Apply what you read:
1. What is the Spanish translation of this sentence from the page excerpt on DNA architectures: "In a broad sense, my research interest is in the use of biological materials as architectural components."?
2. Would you extract the part of the page excerpt on DNA architectures starting with "I joined the" and going on through "patterns and structures."?

Page excerpt:
*** Block opens ***
I joined the CDT in Molecular-Scale Engineering in order to challenge my molecular biology knowledge and skill and integrate them with the plethora of other disciplines that the course harbors. This is allowing me to take a step back from the things that I understand and re-evaluate how biology can be used artificially and synthetically, by considering the chemistry, physics and engineering approaches nature has taken. In this way we are able to intelligently re-design and re-use nature for novel purposes, such as the production of bioelectronic devices.
In a broad sense, my research interest is in the use of biological materials as architectural components. I am particularly fascinated by DNA architectures and how we can exploit the high fidelity of the Watson and Crick base pairing, in order to produce specific geometries, patterns and structures.
My interest in this area includes design and construction of DNA scaffolds and the formation of nucleoprotein patterning complexes, using the E.coli SOS response protein RecA. Furthermore, I aim to interrogate such structures directly with atomic force microscopy (AFM), in particular the use of torsional tapping (TT-AFM), which would allow us to examine how the RecA protein interacts with the DNA. Hopefully, in the future, I may have the possibility of utilising video AFM, which would allow me to study the formation kinetics of such patterned structures.
However, my academic interests are rather more broad than my field of study, which is in keeping with the heart and soul of the CDT philosophy. Throughout my studies I have been involved with nanofabrication of both electronic and plasmonic devices, which goes some way to demonstrating how far a leap this course allows you to take from your respective backgrounds.
*** Block closes ***
Supplied material:
*** Block opens ***
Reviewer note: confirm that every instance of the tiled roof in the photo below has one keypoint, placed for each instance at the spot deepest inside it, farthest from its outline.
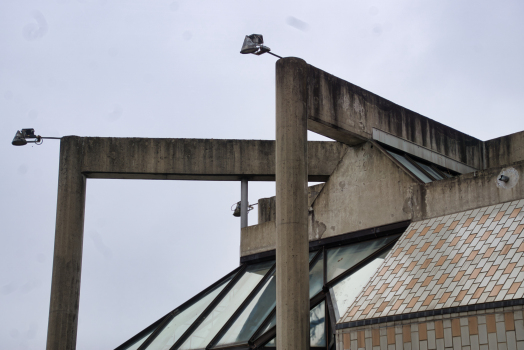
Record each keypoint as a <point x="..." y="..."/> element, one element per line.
<point x="471" y="257"/>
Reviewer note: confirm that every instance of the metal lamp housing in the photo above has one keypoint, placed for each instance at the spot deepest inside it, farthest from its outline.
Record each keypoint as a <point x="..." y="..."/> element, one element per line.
<point x="19" y="139"/>
<point x="250" y="45"/>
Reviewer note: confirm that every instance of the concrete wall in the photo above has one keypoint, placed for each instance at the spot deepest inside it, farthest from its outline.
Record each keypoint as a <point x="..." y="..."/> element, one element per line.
<point x="491" y="329"/>
<point x="267" y="207"/>
<point x="258" y="238"/>
<point x="504" y="150"/>
<point x="366" y="190"/>
<point x="197" y="159"/>
<point x="348" y="113"/>
<point x="469" y="191"/>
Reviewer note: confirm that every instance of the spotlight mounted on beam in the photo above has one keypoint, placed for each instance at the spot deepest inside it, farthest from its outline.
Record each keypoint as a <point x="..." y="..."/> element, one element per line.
<point x="254" y="44"/>
<point x="21" y="137"/>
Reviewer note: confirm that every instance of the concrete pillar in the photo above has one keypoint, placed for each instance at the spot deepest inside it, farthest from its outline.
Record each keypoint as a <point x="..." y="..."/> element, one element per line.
<point x="243" y="203"/>
<point x="67" y="259"/>
<point x="292" y="245"/>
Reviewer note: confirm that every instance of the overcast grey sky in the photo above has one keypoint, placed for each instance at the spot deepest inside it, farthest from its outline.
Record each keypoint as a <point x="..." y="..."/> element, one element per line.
<point x="173" y="69"/>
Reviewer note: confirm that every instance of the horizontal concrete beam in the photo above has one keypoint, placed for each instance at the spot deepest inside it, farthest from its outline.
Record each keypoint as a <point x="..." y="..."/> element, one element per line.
<point x="347" y="113"/>
<point x="504" y="150"/>
<point x="414" y="202"/>
<point x="196" y="159"/>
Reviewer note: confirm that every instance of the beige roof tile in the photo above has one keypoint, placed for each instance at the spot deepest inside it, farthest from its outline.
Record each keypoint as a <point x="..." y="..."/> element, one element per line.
<point x="472" y="257"/>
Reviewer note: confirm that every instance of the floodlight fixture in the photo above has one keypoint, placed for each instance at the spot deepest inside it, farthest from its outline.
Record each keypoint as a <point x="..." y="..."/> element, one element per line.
<point x="237" y="210"/>
<point x="21" y="137"/>
<point x="254" y="44"/>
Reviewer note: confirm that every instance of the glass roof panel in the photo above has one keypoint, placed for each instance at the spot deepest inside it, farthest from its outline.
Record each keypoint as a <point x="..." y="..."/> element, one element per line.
<point x="317" y="327"/>
<point x="316" y="276"/>
<point x="446" y="172"/>
<point x="181" y="322"/>
<point x="430" y="170"/>
<point x="205" y="332"/>
<point x="347" y="290"/>
<point x="140" y="341"/>
<point x="272" y="323"/>
<point x="340" y="259"/>
<point x="253" y="315"/>
<point x="410" y="167"/>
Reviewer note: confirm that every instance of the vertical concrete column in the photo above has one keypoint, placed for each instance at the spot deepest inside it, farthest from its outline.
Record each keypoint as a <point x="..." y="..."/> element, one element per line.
<point x="67" y="259"/>
<point x="292" y="247"/>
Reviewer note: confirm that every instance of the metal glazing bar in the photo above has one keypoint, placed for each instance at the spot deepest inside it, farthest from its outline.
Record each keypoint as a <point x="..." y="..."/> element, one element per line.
<point x="143" y="332"/>
<point x="243" y="202"/>
<point x="440" y="172"/>
<point x="241" y="308"/>
<point x="324" y="266"/>
<point x="402" y="166"/>
<point x="330" y="316"/>
<point x="179" y="309"/>
<point x="208" y="309"/>
<point x="360" y="264"/>
<point x="258" y="339"/>
<point x="416" y="165"/>
<point x="258" y="332"/>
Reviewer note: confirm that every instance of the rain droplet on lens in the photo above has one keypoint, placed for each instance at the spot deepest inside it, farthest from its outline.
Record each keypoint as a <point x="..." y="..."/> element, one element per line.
<point x="187" y="35"/>
<point x="36" y="30"/>
<point x="297" y="24"/>
<point x="174" y="6"/>
<point x="113" y="51"/>
<point x="22" y="169"/>
<point x="8" y="288"/>
<point x="32" y="114"/>
<point x="115" y="113"/>
<point x="8" y="95"/>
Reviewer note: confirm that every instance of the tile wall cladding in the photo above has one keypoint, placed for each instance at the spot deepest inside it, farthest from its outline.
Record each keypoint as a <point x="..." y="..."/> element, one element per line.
<point x="471" y="257"/>
<point x="495" y="329"/>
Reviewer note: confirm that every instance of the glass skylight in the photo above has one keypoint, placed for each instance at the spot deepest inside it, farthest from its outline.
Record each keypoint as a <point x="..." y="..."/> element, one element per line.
<point x="240" y="310"/>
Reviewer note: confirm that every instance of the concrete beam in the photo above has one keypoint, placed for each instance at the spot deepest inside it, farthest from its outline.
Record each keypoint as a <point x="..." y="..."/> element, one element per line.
<point x="197" y="159"/>
<point x="504" y="150"/>
<point x="347" y="113"/>
<point x="67" y="257"/>
<point x="367" y="174"/>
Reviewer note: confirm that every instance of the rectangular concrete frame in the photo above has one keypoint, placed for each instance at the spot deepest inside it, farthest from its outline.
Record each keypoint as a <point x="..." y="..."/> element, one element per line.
<point x="141" y="158"/>
<point x="335" y="108"/>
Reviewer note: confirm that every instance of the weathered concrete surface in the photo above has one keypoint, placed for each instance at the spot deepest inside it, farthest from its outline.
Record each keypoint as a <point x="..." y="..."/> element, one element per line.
<point x="348" y="113"/>
<point x="258" y="238"/>
<point x="197" y="159"/>
<point x="467" y="192"/>
<point x="366" y="190"/>
<point x="67" y="258"/>
<point x="267" y="207"/>
<point x="504" y="150"/>
<point x="291" y="169"/>
<point x="384" y="194"/>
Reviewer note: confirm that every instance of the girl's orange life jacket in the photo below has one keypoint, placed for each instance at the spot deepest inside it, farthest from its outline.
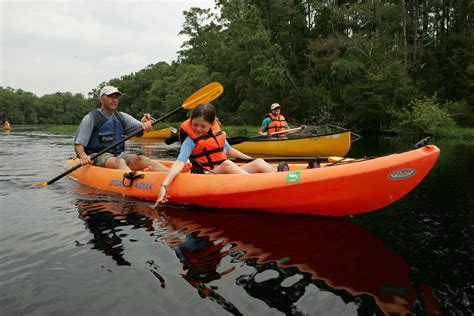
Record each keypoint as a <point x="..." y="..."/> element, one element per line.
<point x="278" y="124"/>
<point x="209" y="150"/>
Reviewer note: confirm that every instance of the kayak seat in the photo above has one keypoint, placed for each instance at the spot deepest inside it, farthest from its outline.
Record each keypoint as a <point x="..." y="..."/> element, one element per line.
<point x="312" y="164"/>
<point x="283" y="166"/>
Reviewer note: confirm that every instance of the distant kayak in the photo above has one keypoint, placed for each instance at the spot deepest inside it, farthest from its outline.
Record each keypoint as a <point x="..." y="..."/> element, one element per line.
<point x="334" y="189"/>
<point x="334" y="144"/>
<point x="163" y="133"/>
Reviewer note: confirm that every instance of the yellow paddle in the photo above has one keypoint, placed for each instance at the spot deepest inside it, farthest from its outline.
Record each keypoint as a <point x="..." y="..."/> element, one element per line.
<point x="205" y="94"/>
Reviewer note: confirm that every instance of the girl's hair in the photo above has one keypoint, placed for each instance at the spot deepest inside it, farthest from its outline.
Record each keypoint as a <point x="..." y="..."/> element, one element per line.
<point x="207" y="111"/>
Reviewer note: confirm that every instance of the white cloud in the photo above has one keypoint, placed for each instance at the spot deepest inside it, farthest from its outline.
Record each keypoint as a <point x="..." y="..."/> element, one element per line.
<point x="73" y="45"/>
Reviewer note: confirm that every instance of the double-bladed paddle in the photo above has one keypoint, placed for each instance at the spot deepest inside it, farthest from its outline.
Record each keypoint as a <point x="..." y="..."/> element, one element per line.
<point x="238" y="139"/>
<point x="205" y="94"/>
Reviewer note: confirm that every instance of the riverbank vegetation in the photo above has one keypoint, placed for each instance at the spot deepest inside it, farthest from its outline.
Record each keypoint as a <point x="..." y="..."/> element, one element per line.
<point x="398" y="66"/>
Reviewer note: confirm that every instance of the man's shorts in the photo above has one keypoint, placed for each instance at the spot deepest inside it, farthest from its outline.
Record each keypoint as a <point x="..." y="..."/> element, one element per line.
<point x="100" y="161"/>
*** Block closes ***
Answers to the exercises:
1. En un sentido amplio, mi interés de investigación se centra en el uso de materiales biológicos como componentes arquitectónicos.

2.
I joined the CDT in Molecular-Scale Engineering in order to challenge my molecular biology knowledge and skill and integrate them with the plethora of other disciplines that the course harbors. This is allowing me to take a step back from the things that I understand and re-evaluate how biology can be used artificially and synthetically, by considering the chemistry, physics and engineering approaches nature has taken. In this way we are able to intelligently re-design and re-use nature for novel purposes, such as the production of bioelectronic devices.
In a broad sense, my research interest is in the use of biological materials as architectural components. I am particularly fascinated by DNA architectures and how we can exploit the high fidelity of the Watson and Crick base pairing, in order to produce specific geometries, patterns and structures.